* DOCUMENT PASSAGE *

※

How to Interface Reyax RYLR999 LoRa Module with Arduino

In the rapidly expanding world of IoT, sending data wirelessly across long distances—without high power consumption has become more important than ever. Wi-Fi, Bluetooth, cellular networks, and RF modules are some of the most widely used wireless technologies. However each of these technologies comes with limitations. For instance, Wi-Fi and Bluetooth drain battery quickly, while RF modules require high power to transmit over long distances. Cellular networks cover wide areas but are expensive and power-hungry, making them unsuitable for IoT devices.

This is where LoRa technology comes into play. It enables devices to transmit data over several kilometers while consuming very little power, making it ideal for IoT applications. In this tutorial, we will learn about the RYLR999 Module and how to interface it with Arduino. We’ll show you how to create a simple communication system using LoRa transceiver devices.

What is LoRa?

※

* SOURCE DATA *

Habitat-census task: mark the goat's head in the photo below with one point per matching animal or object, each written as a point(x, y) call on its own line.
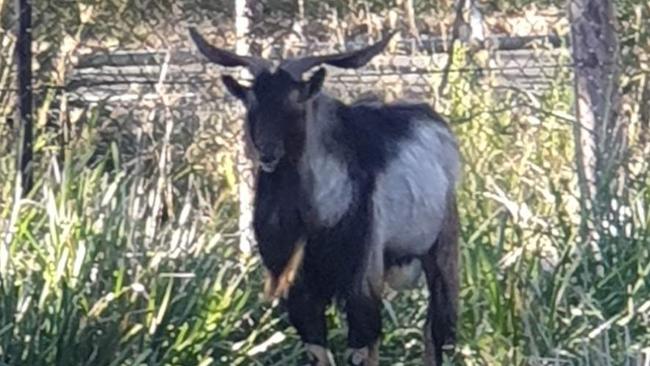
point(277, 101)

※

* GIVEN PROBLEM *
Duplicate the passage of the LoRa tutorial from "How to Interface Reyax" to "for IoT devices.".

* ANSWER BELOW *
How to Interface Reyax RYLR999 LoRa Module with Arduino

In the rapidly expanding world of IoT, sending data wirelessly across long distances—without high power consumption has become more important than ever. Wi-Fi, Bluetooth, cellular networks, and RF modules are some of the most widely used wireless technologies. However each of these technologies comes with limitations. For instance, Wi-Fi and Bluetooth drain battery quickly, while RF modules require high power to transmit over long distances. Cellular networks cover wide areas but are expensive and power-hungry, making them unsuitable for IoT devices.